- GIVEN TASK
Count the lines in the rows below that contain the string "target", and give only that number.

(Outline annotation rows)
══════════

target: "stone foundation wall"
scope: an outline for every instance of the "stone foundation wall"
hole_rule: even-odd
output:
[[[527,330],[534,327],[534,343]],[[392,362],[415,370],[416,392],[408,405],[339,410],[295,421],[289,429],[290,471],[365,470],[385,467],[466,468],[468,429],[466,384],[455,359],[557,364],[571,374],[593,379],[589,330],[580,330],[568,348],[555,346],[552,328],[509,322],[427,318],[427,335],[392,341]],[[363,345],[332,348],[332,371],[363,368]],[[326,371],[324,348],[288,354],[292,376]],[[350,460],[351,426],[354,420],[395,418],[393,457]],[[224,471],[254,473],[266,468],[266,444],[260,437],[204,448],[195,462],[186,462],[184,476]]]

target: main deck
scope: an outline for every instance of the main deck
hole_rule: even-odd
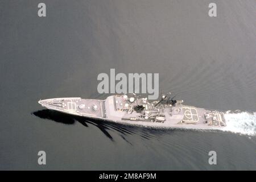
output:
[[[49,109],[67,114],[123,124],[196,129],[225,126],[225,118],[221,112],[181,104],[156,109],[154,104],[146,100],[141,99],[131,103],[122,96],[110,96],[105,100],[56,98],[40,100],[39,103]],[[142,113],[134,110],[137,105],[144,107]]]

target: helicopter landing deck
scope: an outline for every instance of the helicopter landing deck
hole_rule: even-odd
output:
[[[183,106],[184,117],[182,121],[185,123],[196,123],[199,121],[197,110],[196,108]]]

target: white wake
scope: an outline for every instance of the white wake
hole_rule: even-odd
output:
[[[240,112],[231,113],[230,111],[224,115],[226,127],[222,130],[240,133],[243,135],[256,135],[256,113]]]

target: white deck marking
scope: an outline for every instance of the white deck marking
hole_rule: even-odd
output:
[[[72,100],[68,102],[68,109],[71,110],[76,110],[76,102],[73,102]]]
[[[199,118],[198,117],[197,110],[195,108],[191,107],[184,107],[183,106],[183,109],[185,109],[184,115],[188,119],[183,118],[182,119],[183,121],[184,122],[198,122],[199,121]],[[193,114],[192,111],[195,111],[196,114]],[[193,118],[193,116],[195,116],[196,119],[194,119]]]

══════════

- THE RESPONSE
5